Task requirements.
Return every line of the records below that contains the string "body", copying each line whole. Case counts.

Material for this task.
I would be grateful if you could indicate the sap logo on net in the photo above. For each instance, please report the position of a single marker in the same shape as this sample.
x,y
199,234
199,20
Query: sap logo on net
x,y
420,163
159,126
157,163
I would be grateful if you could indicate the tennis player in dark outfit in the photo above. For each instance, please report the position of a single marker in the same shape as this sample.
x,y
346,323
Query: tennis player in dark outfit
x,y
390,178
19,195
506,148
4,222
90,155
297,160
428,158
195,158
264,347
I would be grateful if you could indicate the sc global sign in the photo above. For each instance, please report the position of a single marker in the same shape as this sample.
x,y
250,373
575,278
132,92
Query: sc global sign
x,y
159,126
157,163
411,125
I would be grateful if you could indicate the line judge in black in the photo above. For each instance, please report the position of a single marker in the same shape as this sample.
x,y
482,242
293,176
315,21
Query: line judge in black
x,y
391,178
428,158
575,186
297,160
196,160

---

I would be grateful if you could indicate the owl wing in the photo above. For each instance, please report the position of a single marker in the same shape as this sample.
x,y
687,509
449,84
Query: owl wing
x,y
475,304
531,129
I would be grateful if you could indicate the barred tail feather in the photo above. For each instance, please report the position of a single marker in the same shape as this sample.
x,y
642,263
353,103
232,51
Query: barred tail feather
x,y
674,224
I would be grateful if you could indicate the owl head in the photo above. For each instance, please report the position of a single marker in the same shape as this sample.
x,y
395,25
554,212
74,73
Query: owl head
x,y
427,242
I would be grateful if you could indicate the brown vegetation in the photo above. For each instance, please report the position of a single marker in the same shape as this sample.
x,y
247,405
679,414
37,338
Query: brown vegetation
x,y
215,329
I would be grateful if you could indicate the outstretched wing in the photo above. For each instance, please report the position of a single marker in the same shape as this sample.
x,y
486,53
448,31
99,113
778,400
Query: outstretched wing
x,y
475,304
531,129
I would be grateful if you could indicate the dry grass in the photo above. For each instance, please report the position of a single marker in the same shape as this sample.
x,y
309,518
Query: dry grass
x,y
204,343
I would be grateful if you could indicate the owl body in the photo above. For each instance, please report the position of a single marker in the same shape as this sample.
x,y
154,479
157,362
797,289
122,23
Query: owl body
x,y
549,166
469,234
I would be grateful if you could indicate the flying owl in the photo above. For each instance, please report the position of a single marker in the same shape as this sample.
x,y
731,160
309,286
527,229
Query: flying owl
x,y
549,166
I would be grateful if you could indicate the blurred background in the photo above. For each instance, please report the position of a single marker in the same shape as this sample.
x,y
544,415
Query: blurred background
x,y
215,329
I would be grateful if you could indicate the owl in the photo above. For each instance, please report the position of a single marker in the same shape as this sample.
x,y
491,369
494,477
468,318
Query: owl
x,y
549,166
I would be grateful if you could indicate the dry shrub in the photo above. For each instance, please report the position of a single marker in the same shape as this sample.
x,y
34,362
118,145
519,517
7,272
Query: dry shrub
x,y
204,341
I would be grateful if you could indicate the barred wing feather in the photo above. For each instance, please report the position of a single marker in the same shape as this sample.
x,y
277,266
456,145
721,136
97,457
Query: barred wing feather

* * *

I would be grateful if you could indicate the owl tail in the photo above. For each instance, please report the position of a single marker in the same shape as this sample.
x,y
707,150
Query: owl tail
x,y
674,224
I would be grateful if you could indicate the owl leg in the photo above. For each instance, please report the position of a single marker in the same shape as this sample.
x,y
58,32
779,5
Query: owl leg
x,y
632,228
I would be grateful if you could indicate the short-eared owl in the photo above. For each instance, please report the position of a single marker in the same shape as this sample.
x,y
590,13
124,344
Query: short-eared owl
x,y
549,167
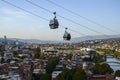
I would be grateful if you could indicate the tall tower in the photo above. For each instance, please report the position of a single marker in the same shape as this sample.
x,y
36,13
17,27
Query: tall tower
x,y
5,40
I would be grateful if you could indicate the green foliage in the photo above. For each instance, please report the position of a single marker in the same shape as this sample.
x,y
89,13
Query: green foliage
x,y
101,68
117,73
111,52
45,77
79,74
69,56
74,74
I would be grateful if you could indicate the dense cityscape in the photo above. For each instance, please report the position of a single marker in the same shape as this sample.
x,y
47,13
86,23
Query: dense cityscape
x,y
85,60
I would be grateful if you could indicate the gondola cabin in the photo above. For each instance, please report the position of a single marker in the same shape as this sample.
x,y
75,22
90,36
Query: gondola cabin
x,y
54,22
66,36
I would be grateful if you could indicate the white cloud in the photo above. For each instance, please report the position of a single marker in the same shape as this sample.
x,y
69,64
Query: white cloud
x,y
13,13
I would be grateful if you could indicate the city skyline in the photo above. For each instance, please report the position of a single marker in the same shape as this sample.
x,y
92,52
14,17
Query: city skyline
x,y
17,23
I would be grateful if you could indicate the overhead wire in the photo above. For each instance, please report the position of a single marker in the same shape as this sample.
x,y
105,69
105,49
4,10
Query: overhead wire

Output below.
I would be grateful if you could indicate the owl body in the photo above. For each instance, please report the position of a single marker in the same shape as this sample.
Query: owl body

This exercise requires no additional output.